◆ Text passage
################

# Mommy's tired



## Re5.0 (6 mo ago)

Do anyone other moms get overwhelmed easily, do any other moms feel like they get tired of being a mom from time to time?


----------



## BeyondRepair007 (Nov 4, 2021)

Re5.0 said:


> Do anyone other moms get overwhelmed easily, do any other moms feel like they get tired of being a mom from time to time?


I can’t answer any mommy questions but I wanted to say Hi and welcome back! Don’t be a stranger!


----------



## Re5.0 (6 mo ago)

BeyondRepair007 said:


> I can’t answer any mommy questions but I wanted to say Hi and welcome back! Don’t be a stranger!


Hi, thank you. How have you been?


----------



## TexasMom1216 (Nov 3, 2021)

Yes, all moms feel like that sometimes. And it's OK. It doesn't mean we don't love our children. Let's face it, kids are a pain. They're selfish and loud and the boy ones smell funny when they get to be a certain age. They talk back and don't listen. Plus it is REALLY hard not to laugh when they open their mouths and your words come out. They're the most wonderful, crazy, exciting, precious pain-in-the-butt miracles ever. I love that little smarty pants weirdo more than I knew was possible, and I wouldn't trade his eye rolls and huffy sighs for anything. But there are days when I wish he would just simmer down on the drama. I'm sure he feels the same way about me.


----------



## Re5.0 (6 mo ago)

TexasMom1216 said:


> Yes, all moms feel like that sometimes. And it's OK. It doesn't mean we don't love our children. Let's face it, kids are a pain. They're selfish and loud and the boy ones smell funny when they get to be a certain age. They talk back and don't listen. Plus it is REALLY hard not to laugh when they open their mouths and your words come out. They're the most wonderful, crazy, exciting, precious pain-in-the-butt miracles ever. I love that little smarty pants weirdo more than I knew was possible, and I wouldn't trade his eye rolls and huffy sighs for anything. But there are days when I wish he would just simmer down on the drama. I'm sure he feels the same way about me.


Thank you so much for this, and only damn good mommy's get tired. My life is kids and I'm trying to have one outside them. Practice meditation and exercise. I'm trying it's sooo hard.


----------



## TexasMom1216 (Nov 3, 2021)

Re5.0 said:


> Thank you so much for this, and only damn good mommy's get tired. My life is kids and I'm trying to have one outside them. Practice meditation and exercise. I'm trying it's sooo hard.

################

Labeled-object pointing entries:
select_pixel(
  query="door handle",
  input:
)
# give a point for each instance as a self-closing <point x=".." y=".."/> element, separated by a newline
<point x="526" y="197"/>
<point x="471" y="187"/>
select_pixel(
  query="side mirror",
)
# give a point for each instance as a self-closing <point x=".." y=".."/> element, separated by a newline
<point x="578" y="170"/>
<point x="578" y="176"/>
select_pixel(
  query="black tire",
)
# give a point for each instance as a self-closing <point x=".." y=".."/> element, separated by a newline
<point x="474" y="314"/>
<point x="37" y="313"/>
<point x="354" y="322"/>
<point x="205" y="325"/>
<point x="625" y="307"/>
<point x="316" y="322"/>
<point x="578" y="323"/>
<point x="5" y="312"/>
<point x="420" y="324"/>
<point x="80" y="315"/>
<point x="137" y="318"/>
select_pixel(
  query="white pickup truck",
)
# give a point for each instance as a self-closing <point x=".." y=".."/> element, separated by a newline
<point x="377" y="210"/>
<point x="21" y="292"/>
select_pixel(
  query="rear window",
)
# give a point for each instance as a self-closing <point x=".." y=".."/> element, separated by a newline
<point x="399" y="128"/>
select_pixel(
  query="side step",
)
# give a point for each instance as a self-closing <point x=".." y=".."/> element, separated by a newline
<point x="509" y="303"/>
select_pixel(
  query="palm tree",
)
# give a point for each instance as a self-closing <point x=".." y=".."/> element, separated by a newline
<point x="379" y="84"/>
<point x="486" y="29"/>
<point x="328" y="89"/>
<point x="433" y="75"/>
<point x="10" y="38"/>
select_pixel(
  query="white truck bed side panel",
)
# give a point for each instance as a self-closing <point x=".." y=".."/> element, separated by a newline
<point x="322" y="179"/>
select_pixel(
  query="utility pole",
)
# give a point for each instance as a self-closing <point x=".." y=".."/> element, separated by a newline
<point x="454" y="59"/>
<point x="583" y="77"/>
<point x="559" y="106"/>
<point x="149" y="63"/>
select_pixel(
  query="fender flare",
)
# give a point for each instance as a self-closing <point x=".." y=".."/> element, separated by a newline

################

◆ Directive A
How would you put this sentence from the thread about tired moms into Spanish: "It doesn't mean we don't love our children."
◆ Directive B
Can you extend the thread about tired moms, picking up right after its last line?

◆ Written reply A
No significa que no amemos a nuestros hijos.

◆ Written reply B
Kids are 24/7/365. No breaks, no vacations, no sick days. Being a mommy isn't something you DO, it's something you ARE, and you're that forever until you die. It's a lot. But it's great, right? It's like Stockholm Syndrome with the cutest hostage taker(s) imaginable.

I try to ride my bike between 30-45 mins a day. I am interrupted at LEAST twice. 😂 I have to just ignore it. Glance over, if he's not bleeding and still has all his limbs and I don't smell smoke, wait or check with Dad. It is not selfish to make time for yourself, it's really not.


----------



## Re5.0 (6 mo ago)

TexasMom1216 said:


> Kids are 24/7/365. No breaks, no vacations, no sick days. Being a mommy isn't something you DO, it's something you ARE, and you're that forever until you die. It's a lot. But it's great, right? It's like Stockholm Syndrome with the cutest hostage taker(s) imaginable.
> 
> I try to ride my bike between 30-45 mins a day. I am interrupted at LEAST twice. 😂 I have to just ignore it. Glance over, if he's not bleeding and still has all his limbs and I don't smell smoke, wait or check with Dad. It is not selfish to make time for yourself, it's really not.


Girl FR, I try to ride my bike a few times a few times a week but life seems not make it happen some weeks. Like this week.


----------



## TexasMom1216 (Nov 3, 2021)

Re5.0 said:


> Girl FR, I try to ride my bike a few times a few times a week but life seems not make it happen some weeks. Like this week.


I can't with this whole week. Work is crazy and we're travelling (again) this weekend so I have to get us all ready and packed then come home and do all the laundry. Meanwhile, work is still there and my fantastic reward for a job well done is... more work. 🤔 Do you have a Peloton?


----------



## Re5.0 (6 mo ago)

TexasMom1216 said:


> I can't with this whole week. Work is crazy and we're travelling (again) this weekend so I have to get us all ready and packed then come home and do all the laundry. Meanwhile, work is still there and my fantastic reward for a job well done is... more work. 🤔 Do you have a Peloton?


No, I have a bicycle that I ride around p lake nearby. I heard that Peloton is everything


----------



## TexasMom1216 (Nov 3, 2021)

Re5.0 said:


> No, I have a bicycle that I ride around p lake nearby. I heard that Peloton is everything


I love mine. But, I don’t have a lake to ride around; I’m pretty sure your lake is better.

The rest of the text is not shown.